■ **AIM OF THE TASK**:
Output the lines from the records as a Markdown table with the columns Row and Line, one numbered row per line, leaving out blank lines. Include only the span that starts with the line containing "of the tree" and continues through the end of the records.

■ **SUPPLIED MATERIAL**:
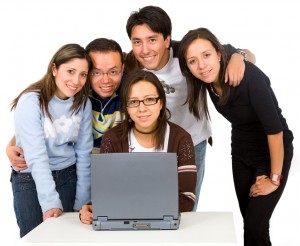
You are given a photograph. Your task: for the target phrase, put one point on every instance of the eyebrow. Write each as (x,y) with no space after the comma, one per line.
(150,37)
(102,69)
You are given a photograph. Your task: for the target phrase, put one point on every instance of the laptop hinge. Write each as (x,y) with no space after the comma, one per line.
(97,222)
(168,217)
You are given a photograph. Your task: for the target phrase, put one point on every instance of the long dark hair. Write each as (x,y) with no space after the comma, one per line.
(196,87)
(127,124)
(46,86)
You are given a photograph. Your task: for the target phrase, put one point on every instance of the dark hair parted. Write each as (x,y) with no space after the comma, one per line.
(134,78)
(46,86)
(155,17)
(104,45)
(196,87)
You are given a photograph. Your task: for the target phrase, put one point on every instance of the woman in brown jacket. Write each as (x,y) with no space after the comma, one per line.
(146,129)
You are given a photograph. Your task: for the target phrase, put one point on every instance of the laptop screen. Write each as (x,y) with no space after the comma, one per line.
(128,188)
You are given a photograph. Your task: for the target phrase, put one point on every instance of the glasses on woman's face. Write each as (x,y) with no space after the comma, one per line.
(96,73)
(133,103)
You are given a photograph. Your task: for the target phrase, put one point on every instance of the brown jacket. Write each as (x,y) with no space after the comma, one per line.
(180,142)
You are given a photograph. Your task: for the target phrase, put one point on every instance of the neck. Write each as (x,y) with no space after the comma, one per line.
(142,132)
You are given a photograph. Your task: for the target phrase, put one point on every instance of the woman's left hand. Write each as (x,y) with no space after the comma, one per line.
(263,186)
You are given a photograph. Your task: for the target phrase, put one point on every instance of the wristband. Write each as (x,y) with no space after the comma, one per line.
(243,53)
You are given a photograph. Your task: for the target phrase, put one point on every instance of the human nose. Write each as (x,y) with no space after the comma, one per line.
(105,78)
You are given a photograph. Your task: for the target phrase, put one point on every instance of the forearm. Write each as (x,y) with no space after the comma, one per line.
(276,149)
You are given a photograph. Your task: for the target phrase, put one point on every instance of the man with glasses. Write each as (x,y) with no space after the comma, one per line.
(105,77)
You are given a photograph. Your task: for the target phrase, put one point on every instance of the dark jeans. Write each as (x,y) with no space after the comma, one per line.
(26,205)
(257,211)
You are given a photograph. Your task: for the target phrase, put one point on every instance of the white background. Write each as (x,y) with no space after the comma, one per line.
(32,31)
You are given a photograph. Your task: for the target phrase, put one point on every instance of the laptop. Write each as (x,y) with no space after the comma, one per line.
(135,191)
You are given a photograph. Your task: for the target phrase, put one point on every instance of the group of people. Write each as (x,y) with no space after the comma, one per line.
(102,100)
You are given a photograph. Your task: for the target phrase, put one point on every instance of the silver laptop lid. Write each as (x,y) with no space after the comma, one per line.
(134,187)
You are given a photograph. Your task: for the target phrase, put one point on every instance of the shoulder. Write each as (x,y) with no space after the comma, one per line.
(114,133)
(177,130)
(29,99)
(253,73)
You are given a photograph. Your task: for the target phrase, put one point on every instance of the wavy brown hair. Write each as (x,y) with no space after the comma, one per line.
(46,86)
(196,87)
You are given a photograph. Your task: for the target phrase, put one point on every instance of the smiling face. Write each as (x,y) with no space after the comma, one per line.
(145,117)
(108,64)
(203,60)
(70,77)
(150,48)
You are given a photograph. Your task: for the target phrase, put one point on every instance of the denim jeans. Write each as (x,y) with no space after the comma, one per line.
(200,151)
(26,205)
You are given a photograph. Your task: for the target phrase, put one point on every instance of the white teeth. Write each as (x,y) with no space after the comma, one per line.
(72,87)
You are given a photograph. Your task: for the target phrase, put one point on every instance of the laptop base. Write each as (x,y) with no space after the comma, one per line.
(168,223)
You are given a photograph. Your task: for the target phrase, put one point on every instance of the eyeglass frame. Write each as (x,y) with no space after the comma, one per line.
(101,75)
(139,102)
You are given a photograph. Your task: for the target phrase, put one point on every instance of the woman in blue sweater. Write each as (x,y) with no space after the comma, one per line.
(53,120)
(261,141)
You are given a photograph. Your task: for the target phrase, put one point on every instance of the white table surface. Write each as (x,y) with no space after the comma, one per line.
(196,228)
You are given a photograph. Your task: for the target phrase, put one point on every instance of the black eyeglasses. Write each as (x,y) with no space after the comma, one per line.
(96,73)
(147,102)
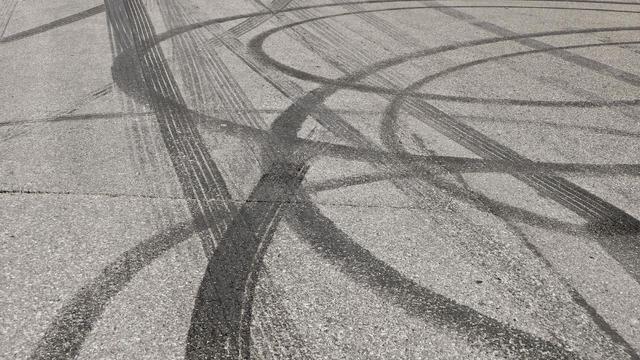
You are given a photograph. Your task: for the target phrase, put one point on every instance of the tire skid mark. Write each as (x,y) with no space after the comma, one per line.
(363,267)
(252,22)
(201,74)
(600,68)
(6,11)
(231,96)
(361,64)
(198,175)
(264,226)
(49,26)
(64,337)
(580,201)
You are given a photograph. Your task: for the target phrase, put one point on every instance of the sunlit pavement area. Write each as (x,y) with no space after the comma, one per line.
(332,179)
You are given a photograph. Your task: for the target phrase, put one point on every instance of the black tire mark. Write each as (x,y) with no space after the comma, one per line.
(6,11)
(607,329)
(222,312)
(73,323)
(54,24)
(363,267)
(607,217)
(598,67)
(197,173)
(170,102)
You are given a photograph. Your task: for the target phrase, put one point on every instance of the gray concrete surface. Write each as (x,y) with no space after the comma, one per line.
(319,179)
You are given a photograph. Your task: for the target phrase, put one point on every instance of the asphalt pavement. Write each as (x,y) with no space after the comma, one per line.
(320,179)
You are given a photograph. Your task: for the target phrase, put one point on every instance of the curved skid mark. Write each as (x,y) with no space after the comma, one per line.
(54,24)
(221,316)
(363,267)
(73,323)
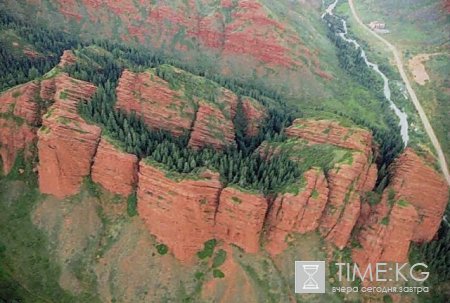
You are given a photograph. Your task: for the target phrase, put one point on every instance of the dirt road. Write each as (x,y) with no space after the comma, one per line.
(412,94)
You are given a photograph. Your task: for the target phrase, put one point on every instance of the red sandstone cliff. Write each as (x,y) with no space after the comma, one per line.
(240,218)
(346,181)
(67,58)
(255,114)
(179,213)
(113,169)
(19,114)
(298,213)
(67,144)
(183,214)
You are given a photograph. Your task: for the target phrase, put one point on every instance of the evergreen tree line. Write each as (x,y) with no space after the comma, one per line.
(17,69)
(235,167)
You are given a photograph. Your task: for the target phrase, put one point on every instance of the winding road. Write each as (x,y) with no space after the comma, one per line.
(426,123)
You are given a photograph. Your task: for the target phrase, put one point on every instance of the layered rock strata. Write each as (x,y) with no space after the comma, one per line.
(410,210)
(115,170)
(180,213)
(240,218)
(67,144)
(255,115)
(19,115)
(297,213)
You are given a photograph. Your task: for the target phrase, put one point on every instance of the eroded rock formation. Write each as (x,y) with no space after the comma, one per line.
(113,169)
(347,181)
(255,114)
(298,213)
(67,144)
(240,218)
(180,213)
(67,58)
(410,210)
(19,114)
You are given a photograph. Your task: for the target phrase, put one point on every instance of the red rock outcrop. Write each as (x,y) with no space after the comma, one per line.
(240,218)
(152,98)
(298,213)
(387,235)
(331,132)
(19,114)
(48,89)
(346,183)
(179,213)
(255,114)
(67,144)
(14,138)
(211,128)
(21,102)
(411,209)
(113,169)
(419,184)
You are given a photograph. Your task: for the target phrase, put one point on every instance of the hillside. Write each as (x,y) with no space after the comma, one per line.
(151,202)
(132,171)
(237,38)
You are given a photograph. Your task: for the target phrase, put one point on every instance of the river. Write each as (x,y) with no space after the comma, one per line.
(402,116)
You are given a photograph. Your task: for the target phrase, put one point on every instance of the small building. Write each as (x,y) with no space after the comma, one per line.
(377,25)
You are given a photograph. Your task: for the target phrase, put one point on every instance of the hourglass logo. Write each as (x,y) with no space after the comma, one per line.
(310,277)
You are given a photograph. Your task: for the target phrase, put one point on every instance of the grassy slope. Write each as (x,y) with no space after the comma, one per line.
(86,248)
(418,27)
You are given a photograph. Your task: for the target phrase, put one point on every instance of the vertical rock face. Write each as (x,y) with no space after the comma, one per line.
(255,114)
(211,128)
(331,132)
(19,114)
(411,209)
(240,218)
(420,185)
(152,98)
(13,138)
(179,213)
(387,234)
(67,144)
(114,170)
(346,183)
(299,213)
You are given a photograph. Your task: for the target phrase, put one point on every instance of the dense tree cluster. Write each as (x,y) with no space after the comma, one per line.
(235,167)
(49,45)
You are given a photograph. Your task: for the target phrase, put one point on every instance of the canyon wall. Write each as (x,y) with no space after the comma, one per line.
(19,115)
(410,210)
(180,213)
(67,144)
(114,169)
(184,211)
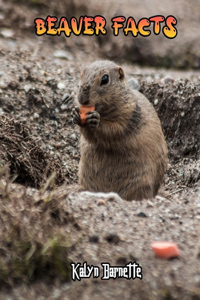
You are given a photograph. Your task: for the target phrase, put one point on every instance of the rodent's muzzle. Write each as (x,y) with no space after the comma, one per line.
(83,95)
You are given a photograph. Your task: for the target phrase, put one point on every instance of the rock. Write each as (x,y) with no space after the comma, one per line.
(3,85)
(61,85)
(7,33)
(112,238)
(27,88)
(101,202)
(167,80)
(63,54)
(155,101)
(141,215)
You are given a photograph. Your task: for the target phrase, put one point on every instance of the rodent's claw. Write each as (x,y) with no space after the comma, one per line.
(93,119)
(75,115)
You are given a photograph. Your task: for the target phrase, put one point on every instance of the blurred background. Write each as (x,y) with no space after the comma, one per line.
(17,31)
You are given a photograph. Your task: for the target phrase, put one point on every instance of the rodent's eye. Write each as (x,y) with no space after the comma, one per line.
(104,79)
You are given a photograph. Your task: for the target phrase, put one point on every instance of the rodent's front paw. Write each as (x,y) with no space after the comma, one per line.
(75,115)
(93,119)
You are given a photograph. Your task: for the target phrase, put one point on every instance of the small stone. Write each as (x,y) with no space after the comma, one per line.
(3,85)
(149,203)
(141,215)
(63,54)
(134,84)
(36,116)
(13,85)
(94,238)
(27,88)
(61,85)
(65,97)
(155,101)
(112,238)
(59,71)
(167,80)
(101,202)
(7,33)
(63,107)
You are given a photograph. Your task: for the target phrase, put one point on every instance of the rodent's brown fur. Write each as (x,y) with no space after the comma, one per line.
(126,151)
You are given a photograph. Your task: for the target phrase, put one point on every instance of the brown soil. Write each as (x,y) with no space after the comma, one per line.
(45,220)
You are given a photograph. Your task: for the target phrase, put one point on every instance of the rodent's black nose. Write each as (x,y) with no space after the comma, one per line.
(83,99)
(83,96)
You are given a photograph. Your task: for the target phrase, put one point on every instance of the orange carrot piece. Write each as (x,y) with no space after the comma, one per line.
(165,249)
(83,112)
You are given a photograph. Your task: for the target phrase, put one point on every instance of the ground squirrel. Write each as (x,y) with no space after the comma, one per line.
(123,148)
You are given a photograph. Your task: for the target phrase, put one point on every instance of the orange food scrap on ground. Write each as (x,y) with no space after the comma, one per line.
(83,112)
(165,249)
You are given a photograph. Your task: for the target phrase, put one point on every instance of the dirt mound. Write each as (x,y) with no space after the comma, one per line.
(178,106)
(26,161)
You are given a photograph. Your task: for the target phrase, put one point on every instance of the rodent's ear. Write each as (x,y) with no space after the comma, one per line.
(121,73)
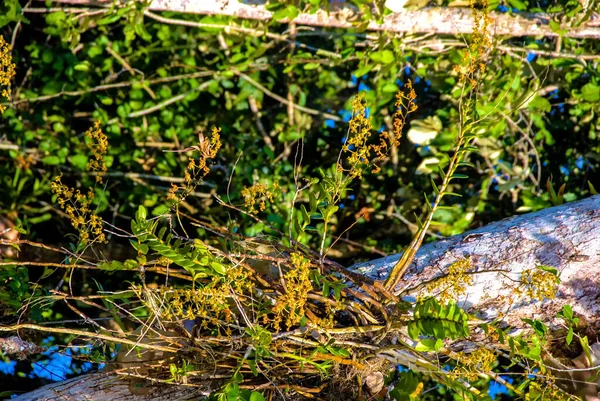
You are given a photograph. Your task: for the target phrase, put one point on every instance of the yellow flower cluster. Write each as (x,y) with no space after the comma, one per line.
(536,283)
(211,302)
(77,206)
(362,154)
(99,146)
(257,196)
(481,360)
(197,169)
(474,55)
(297,286)
(7,71)
(455,283)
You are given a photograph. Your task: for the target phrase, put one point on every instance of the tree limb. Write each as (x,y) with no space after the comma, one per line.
(439,20)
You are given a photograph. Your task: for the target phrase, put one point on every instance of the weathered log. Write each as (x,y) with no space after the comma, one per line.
(438,20)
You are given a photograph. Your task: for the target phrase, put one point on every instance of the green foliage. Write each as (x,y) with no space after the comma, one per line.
(279,96)
(195,258)
(430,318)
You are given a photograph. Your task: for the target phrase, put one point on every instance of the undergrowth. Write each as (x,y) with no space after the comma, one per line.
(290,321)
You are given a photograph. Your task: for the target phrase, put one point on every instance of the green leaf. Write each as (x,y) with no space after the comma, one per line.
(219,268)
(85,67)
(51,160)
(383,57)
(256,396)
(426,345)
(569,338)
(567,311)
(141,214)
(590,93)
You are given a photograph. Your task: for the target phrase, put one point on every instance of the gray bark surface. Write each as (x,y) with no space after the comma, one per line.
(439,20)
(565,237)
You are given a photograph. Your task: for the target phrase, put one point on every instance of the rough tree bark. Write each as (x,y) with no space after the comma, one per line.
(439,20)
(566,237)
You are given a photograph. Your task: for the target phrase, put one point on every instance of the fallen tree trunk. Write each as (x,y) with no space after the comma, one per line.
(565,237)
(438,20)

■ **OUTPUT BELOW**:
| Row | Line |
|---|---|
| 1 | You are given a photograph. Your task: for the target phrase, put one point on every instance of the tree limb. Write each as (x,y) with no space after the comma, one per line. |
| 2 | (439,20) |
| 3 | You are given a photograph. Your task: for the target phrase, put one point on every instance of the weathered log. Write each as (x,y) with no space after the comma, one per line. |
| 4 | (438,20) |
| 5 | You are given a photograph. Your task: for the target phrase, put one point on every instance of the green foliage. Write each as (x,y) with no space after the comma, one per line. |
| 6 | (279,96) |
| 7 | (195,258) |
| 8 | (430,318) |
| 9 | You are given a photograph. Your task: for the target phrase, put one point on every instance of the undergrowth. Write each as (x,y) with no space after the comma, one per line. |
| 10 | (290,321) |
| 11 | You are given a photograph. Your task: for the target phrase, put one point on every instance of the green leaf. Write each as (x,y) with no space after the comma, one per line. |
| 12 | (219,268) |
| 13 | (85,67) |
| 14 | (51,160) |
| 15 | (383,57) |
| 16 | (256,396) |
| 17 | (426,345) |
| 18 | (569,338) |
| 19 | (567,311) |
| 20 | (141,214) |
| 21 | (590,93) |
| 22 | You are given a photograph. Your task: for the target phrase, put one point on every instance of the gray bark surface. Write each as (x,y) with no space after the comma, one per line. |
| 23 | (439,20) |
| 24 | (565,237) |
| 25 | You are given a photograph. Your task: for the target phrase, put one point on every instance of the rough tree bark. Write each as (x,y) with no space after the comma, one per line. |
| 26 | (439,20) |
| 27 | (566,237) |
| 28 | You are given a photograph. Your task: for the target phrase, put one point on every instance of the fallen tree trunk. Write each as (x,y) with no space after the comma, one per line. |
| 29 | (565,237) |
| 30 | (438,20) |